You are asked to filter the data below and copy every line holding "green".
#### DATA FOR ANALYSIS ####
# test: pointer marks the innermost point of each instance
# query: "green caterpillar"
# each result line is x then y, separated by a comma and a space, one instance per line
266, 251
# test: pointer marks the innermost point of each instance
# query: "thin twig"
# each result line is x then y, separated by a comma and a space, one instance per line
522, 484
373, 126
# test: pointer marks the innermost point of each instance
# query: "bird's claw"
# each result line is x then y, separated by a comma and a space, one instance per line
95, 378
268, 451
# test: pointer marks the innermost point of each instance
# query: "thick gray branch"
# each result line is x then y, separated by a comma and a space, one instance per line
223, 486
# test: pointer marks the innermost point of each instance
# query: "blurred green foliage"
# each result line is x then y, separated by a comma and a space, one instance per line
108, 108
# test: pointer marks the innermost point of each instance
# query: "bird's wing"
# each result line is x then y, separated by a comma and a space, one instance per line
####
(TASK RESULT):
# query: "green caterpillar"
# query: "blurred green foliage"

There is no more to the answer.